- Traget: Included Augmentation to make train data complex
- Results: 
    - Parameters : 7348
    - Best Train accuracy : 97.85
    - Best Test accuracy : 99.42
- Analysis: 
    - Augmentation makes the training data complex, hence test accuracy is always greater than train accuracy
    - The test accuracy has increased from previous 99.40 to 99.42. Consistently seen 99.4 in 2 epochs 

# Import Libraries

In [68]:
from __future__ import print_function
import torch
import torch.nn as nn
import torch.nn.functional as F
import torch.optim as optim
from torchvision import datasets, transforms
%matplotlib inline
import matplotlib.pyplot as plt
import models
import warnings
warnings.filterwarnings("ignore")

### Calculating the mean and std dev. of the dataset

In [81]:
tensor_transforms = transforms.Compose([transforms.ToTensor()])

exp = datasets.MNIST('./data', train=True, download=True, transform=tensor_transforms)

In [82]:
exp_train_data = exp.train_data
exp_test_data = exp.test_data
print(exp_train_data.shape)
print(exp_test_data.shape)


torch.Size([60000, 28, 28])
torch.Size([60000, 28, 28])


In [83]:
exp_train_data = exp.transform(exp_train_data.numpy())
print('[Train]')
print(' - Numpy Shape:', exp.train_data.cpu().numpy().shape)
print(' - Tensor Shape:', exp.train_data.size())
print(' - min:', torch.min(exp_train_data))
print(' - max:', torch.max(exp_train_data))
print(' - mean:', torch.mean(exp_train_data))
print(' - std:', torch.std(exp_train_data))
print(' - var:', torch.var(exp_train_data))

[Train]
 - Numpy Shape: (60000, 28, 28)
 - Tensor Shape: torch.Size([60000, 28, 28])
 - min: tensor(0.)
 - max: tensor(1.)
 - mean: tensor(0.1307)
 - std: tensor(0.3081)
 - var: tensor(0.0949)


## Data Transformations

We first start with defining our data transformations. We need to think what our data is and how can we augment it to correct represent images which it might not see otherwise.
◆ ◆ ◆ ◆
What to produce »
Reproduce word for word everything in the MNIST notebook above from "print(' - Tensor" down to "- var:', torch.var(exp_train_data))".
◆ ◆ ◆ ◆
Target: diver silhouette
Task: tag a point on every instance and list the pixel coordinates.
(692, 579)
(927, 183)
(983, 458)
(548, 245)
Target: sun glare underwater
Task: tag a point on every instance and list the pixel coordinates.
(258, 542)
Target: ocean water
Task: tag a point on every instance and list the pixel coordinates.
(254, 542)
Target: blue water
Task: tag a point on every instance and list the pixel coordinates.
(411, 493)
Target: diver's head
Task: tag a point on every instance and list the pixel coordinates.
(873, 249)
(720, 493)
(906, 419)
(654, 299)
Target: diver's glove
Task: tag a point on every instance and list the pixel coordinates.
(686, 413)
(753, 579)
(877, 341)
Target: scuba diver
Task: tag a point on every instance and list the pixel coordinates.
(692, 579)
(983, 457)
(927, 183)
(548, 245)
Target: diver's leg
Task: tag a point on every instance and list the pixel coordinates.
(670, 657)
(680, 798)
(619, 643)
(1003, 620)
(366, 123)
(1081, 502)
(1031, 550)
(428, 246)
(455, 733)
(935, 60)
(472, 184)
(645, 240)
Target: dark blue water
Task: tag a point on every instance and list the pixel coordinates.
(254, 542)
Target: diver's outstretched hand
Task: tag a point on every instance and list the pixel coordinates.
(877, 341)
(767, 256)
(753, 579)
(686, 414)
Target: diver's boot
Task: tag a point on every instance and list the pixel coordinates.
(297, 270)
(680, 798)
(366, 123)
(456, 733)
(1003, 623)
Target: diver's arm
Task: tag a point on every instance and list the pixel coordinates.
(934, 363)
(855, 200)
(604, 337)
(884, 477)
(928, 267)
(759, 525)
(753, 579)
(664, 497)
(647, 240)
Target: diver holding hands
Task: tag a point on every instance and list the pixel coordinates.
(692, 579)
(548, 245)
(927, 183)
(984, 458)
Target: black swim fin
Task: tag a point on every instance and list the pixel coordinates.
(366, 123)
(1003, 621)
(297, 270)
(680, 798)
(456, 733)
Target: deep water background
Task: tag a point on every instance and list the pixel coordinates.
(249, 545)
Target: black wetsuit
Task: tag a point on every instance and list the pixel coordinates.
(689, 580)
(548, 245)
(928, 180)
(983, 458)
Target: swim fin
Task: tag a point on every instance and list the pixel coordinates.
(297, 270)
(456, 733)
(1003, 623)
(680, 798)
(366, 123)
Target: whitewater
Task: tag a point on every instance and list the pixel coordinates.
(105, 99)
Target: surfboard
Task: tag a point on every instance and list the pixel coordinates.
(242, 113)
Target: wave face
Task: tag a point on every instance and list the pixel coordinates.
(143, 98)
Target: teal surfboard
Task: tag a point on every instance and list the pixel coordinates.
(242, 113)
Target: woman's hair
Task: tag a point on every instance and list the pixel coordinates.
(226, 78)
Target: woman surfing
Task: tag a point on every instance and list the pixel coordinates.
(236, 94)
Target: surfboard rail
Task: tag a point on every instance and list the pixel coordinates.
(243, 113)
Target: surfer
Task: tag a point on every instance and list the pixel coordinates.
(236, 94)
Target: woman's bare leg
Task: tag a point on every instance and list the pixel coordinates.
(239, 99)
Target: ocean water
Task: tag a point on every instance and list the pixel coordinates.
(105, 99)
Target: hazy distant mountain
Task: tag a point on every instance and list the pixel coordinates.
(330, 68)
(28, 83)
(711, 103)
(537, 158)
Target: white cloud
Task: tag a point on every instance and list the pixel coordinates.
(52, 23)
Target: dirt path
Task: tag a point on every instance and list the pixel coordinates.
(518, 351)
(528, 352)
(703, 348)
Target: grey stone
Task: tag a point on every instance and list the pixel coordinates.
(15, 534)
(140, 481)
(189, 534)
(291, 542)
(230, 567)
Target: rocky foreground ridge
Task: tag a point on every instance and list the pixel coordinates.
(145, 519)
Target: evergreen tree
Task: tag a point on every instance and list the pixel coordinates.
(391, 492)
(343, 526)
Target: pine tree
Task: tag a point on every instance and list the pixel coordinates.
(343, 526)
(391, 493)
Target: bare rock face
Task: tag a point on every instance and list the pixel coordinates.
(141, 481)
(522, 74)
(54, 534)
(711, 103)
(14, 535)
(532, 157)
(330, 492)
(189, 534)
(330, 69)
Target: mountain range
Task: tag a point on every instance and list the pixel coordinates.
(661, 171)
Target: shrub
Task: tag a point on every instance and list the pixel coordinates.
◆ ◆ ◆ ◆
Response »
print(' - Tensor Shape:', exp.train_data.size())
print(' - min:', torch.min(exp_train_data))
print(' - max:', torch.max(exp_train_data))
print(' - mean:', torch.mean(exp_train_data))
print(' - std:', torch.std(exp_train_data))
print(' - var:', torch.var(exp_train_data))